EXERCISE TASK
Convert the rows below into a Markdown table with the columns Line and Content, starting at the line that contains "Note: indicate the lemur's paw" and ending after the line that contains "<point>273,371</point>". Number each line in order, omit blank lines, and include nothing else.
start INFORMATION GIVEN
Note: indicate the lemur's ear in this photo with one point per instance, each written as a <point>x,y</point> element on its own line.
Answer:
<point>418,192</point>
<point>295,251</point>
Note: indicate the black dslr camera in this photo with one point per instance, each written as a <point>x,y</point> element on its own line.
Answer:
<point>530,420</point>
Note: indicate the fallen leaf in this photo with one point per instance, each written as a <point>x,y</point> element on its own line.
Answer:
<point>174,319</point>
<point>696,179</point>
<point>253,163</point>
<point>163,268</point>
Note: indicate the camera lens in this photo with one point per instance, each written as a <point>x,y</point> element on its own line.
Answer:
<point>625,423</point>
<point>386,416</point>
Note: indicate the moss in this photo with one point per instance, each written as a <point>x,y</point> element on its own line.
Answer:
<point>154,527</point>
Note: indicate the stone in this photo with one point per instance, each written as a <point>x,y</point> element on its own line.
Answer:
end INFORMATION GIVEN
start INFORMATION GIVEN
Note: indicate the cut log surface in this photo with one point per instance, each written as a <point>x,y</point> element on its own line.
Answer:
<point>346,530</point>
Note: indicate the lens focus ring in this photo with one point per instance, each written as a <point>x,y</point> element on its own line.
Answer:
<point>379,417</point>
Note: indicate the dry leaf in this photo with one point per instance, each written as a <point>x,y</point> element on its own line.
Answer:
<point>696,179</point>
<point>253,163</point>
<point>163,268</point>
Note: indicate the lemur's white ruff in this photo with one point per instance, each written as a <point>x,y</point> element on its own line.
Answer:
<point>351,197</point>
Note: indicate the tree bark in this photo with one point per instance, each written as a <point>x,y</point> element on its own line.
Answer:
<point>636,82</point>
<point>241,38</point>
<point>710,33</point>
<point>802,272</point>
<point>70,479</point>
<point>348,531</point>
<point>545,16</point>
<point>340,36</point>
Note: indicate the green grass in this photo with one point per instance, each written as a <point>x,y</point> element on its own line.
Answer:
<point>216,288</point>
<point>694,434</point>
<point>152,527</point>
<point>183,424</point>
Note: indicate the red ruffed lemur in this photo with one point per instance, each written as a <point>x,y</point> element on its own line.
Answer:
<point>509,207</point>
end INFORMATION GIVEN
start INFORMATION GIVEN
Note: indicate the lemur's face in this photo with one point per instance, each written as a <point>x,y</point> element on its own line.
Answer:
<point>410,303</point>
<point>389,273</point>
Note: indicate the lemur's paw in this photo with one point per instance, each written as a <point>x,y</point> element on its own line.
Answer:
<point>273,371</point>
end INFORMATION GIVEN
FULL OUTPUT
| Line | Content |
|---|---|
| 1 | Note: indicate the lemur's paw in this photo with one point per instance, each written as a <point>x,y</point> element on its own line. |
| 2 | Answer: |
| 3 | <point>273,371</point> |